## Page text

*****

We turn now to Mr. Butler’s quantitative comparable property sales
analysis. We generally agree with his quantitative approach. We disagree,
however, with several of his quantitative adjustments and comparables. First, we
agree with Mr. Trudgeon that Mr. Butler’s monthly appreciation rate adjustment is
too high and instead find that the MLS 1% rate is reasonable. Next, we agree with
Mr. Nash that the land size adjustments should better reflect Mr. Butler’s own
data. Next, we disagree with Mr. Butler’s adjustments for other differences as
they are too unreliable. Finally, we disagree with Mr. Butler’s selection of sales
Nos. 4 and 7 as involving suitable comparable properties.22
22
The prices per acre for sales Nos. 4 and 7 are $11,327 and $10,195,
respectively, after we apply the updated adjustments. These prices are
significantly higher than the prices for the other comparables. Sale No. 7 involves
the smallest number of acres (40) among all Mr. Butler’s comparables, which is
two-thirds less than the ranch, and sale No. 4 involves the largest number of acres
(195) among the comparables, over 50% more than the ranch. Mr. Butler made
several adjustments to account for these differences, but these price discrepancies
with the other comparables show that sale No. 7 is not a suitable comparable and
sale No. 4 is an outlier.

*****

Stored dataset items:
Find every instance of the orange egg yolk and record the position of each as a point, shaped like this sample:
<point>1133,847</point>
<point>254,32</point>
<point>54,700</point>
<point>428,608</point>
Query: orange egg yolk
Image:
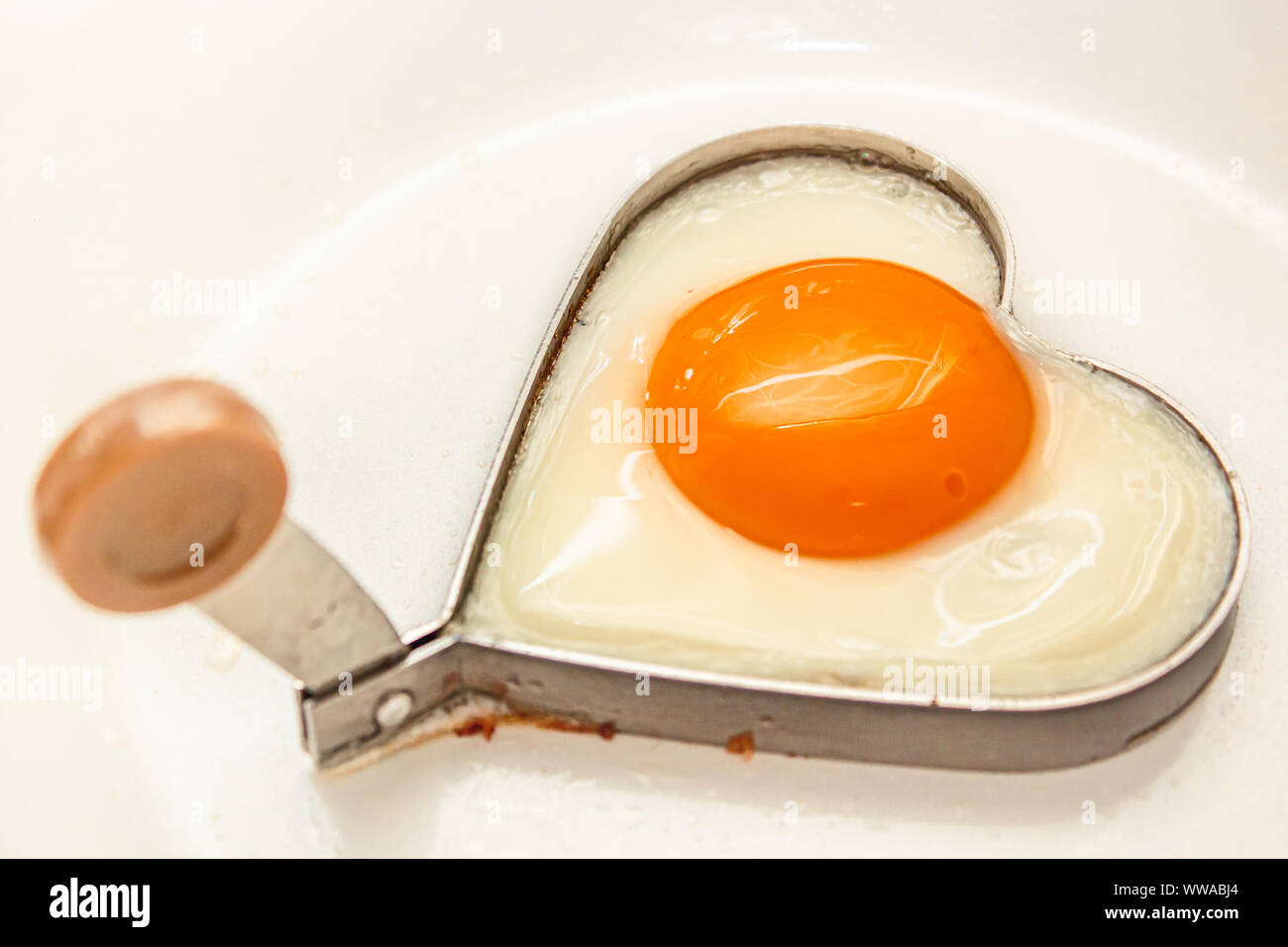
<point>840,407</point>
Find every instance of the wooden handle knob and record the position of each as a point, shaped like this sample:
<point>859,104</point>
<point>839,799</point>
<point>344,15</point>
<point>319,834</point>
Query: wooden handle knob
<point>160,495</point>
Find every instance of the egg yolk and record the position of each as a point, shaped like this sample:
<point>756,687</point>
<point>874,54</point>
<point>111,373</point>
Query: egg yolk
<point>840,407</point>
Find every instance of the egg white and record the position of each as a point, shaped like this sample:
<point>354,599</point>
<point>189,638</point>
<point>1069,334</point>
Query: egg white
<point>1106,551</point>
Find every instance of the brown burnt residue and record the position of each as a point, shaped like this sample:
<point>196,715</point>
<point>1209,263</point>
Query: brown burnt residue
<point>487,724</point>
<point>478,724</point>
<point>742,745</point>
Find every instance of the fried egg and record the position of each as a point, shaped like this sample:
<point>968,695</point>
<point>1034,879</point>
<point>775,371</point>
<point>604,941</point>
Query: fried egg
<point>793,436</point>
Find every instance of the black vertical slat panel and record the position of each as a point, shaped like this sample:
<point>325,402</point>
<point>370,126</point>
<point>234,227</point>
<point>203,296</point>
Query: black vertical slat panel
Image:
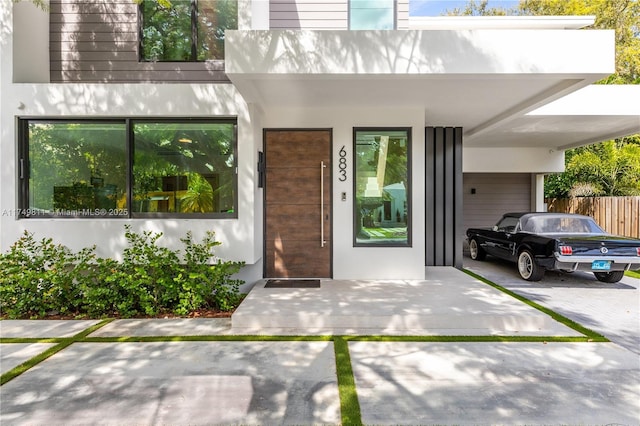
<point>458,197</point>
<point>443,196</point>
<point>429,196</point>
<point>439,196</point>
<point>449,196</point>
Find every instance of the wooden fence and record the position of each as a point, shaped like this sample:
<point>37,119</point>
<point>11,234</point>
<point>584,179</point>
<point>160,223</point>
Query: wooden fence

*****

## Short exercise A
Which people are named in the comparable property sales passage? List every one.
## Short exercise B
Change "wooden fence" to "picket fence" in the rows, from the line with "Find every instance of the wooden fence" through the end of the rows, and write out those lines with nothing else altered.

## Worked answer A
Mr. Butler, Mr. Trudgeon, Mr. Nash

## Worked answer B
Find every instance of the picket fence and record the position of each as a point, shaped like this sample:
<point>37,119</point>
<point>11,234</point>
<point>584,179</point>
<point>160,223</point>
Query: picket fence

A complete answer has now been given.